Start of Block

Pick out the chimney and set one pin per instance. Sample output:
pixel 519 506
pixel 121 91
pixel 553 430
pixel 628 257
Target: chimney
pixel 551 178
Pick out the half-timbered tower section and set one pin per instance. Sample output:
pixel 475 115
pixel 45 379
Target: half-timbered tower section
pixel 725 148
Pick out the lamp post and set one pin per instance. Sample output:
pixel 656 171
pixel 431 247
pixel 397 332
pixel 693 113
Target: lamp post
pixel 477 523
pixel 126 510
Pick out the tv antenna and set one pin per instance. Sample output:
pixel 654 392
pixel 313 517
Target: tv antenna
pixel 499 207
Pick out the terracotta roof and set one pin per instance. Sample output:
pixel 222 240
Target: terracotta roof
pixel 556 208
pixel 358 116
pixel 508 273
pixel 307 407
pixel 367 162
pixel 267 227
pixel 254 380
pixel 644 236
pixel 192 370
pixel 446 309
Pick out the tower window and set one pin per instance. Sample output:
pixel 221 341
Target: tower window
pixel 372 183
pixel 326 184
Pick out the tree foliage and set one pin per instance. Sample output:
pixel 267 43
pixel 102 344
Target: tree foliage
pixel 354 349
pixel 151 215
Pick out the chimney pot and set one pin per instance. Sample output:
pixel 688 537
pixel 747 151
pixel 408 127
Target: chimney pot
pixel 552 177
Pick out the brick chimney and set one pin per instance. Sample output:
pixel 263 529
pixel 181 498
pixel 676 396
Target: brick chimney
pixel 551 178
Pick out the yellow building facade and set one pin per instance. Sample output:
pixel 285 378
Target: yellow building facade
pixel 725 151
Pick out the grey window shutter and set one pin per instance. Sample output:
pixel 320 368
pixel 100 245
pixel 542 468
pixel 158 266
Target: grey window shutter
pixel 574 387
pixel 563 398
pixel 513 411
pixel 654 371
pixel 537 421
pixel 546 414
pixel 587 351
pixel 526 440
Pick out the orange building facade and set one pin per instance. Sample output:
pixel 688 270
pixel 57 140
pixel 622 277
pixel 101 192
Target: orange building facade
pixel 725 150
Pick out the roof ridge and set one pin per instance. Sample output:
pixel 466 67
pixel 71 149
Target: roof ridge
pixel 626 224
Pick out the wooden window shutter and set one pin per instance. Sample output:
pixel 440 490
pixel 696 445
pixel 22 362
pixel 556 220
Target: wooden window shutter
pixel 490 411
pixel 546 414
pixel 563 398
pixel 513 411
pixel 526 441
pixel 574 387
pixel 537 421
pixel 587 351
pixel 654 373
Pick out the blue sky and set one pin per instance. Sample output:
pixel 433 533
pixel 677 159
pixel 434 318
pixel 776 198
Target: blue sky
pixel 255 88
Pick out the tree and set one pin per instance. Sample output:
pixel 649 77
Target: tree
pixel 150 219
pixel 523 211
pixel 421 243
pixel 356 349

End of Block

What is needed
Only an exact copy of all the data will do as the answer.

Task result
Pick out the chimney and set one pin per instance. Sample output:
pixel 519 506
pixel 121 91
pixel 553 430
pixel 628 257
Target: chimney
pixel 551 178
Pick out the half-timbered tower section and set one pin per instance. Sample output:
pixel 475 115
pixel 45 379
Target: half-timbered tower section
pixel 725 148
Pick out the lamp post and set one pin per instance. Sample output:
pixel 656 171
pixel 431 247
pixel 397 332
pixel 693 113
Target: lamp post
pixel 477 523
pixel 126 510
Pick out the tv antenna and set one pin per instance. Sample output:
pixel 654 392
pixel 313 517
Target: tv antenna
pixel 499 207
Pick out the terracotta roof and set one pin per instance. Sample output:
pixel 222 240
Target: terracotta roof
pixel 556 208
pixel 358 116
pixel 508 273
pixel 307 407
pixel 367 162
pixel 267 227
pixel 254 380
pixel 644 236
pixel 192 370
pixel 446 309
Pick out the tower window and set one pin per instance. Sample output:
pixel 221 341
Target: tower window
pixel 372 183
pixel 326 184
Pick out the tree foliage and set one pin per instance. Sample output:
pixel 267 43
pixel 102 344
Target: tree foliage
pixel 354 349
pixel 151 215
Pick out the chimney pot and set one pin per instance. Sample output:
pixel 688 537
pixel 747 151
pixel 408 127
Target: chimney pot
pixel 552 177
Pick out the brick chimney and set one pin per instance. Sample output:
pixel 263 529
pixel 181 498
pixel 676 396
Target: brick chimney
pixel 551 178
Pick out the yellow building facade and set one pin per instance. Sample output:
pixel 285 378
Target: yellow building facade
pixel 725 151
Pick out the grey window shutter and set one pin per instance. Sample output:
pixel 320 368
pixel 100 245
pixel 542 468
pixel 158 266
Target: grey window shutter
pixel 574 387
pixel 563 398
pixel 513 411
pixel 654 371
pixel 537 421
pixel 546 414
pixel 587 351
pixel 526 440
Pick out the orange building facade and set one pin per instance. Sample output:
pixel 688 270
pixel 57 140
pixel 622 277
pixel 101 192
Target: orange building facade
pixel 725 150
Pick out the roof ridge and set one pin per instance. Sample output:
pixel 466 67
pixel 71 149
Target: roof ridge
pixel 626 224
Pick out the wooden window shutter and set one pin per instance. Sample output:
pixel 440 490
pixel 696 445
pixel 22 362
pixel 556 220
Target: wooden window shutter
pixel 490 411
pixel 546 414
pixel 563 398
pixel 513 411
pixel 526 441
pixel 574 387
pixel 537 421
pixel 587 351
pixel 654 373
Pick out the blue sky and set one pin per instance. Sample output:
pixel 433 533
pixel 677 159
pixel 434 318
pixel 776 198
Target: blue sky
pixel 255 88
Pick out the tree and set one pin per instance. Sample output:
pixel 649 77
Target: tree
pixel 150 219
pixel 523 211
pixel 421 243
pixel 356 349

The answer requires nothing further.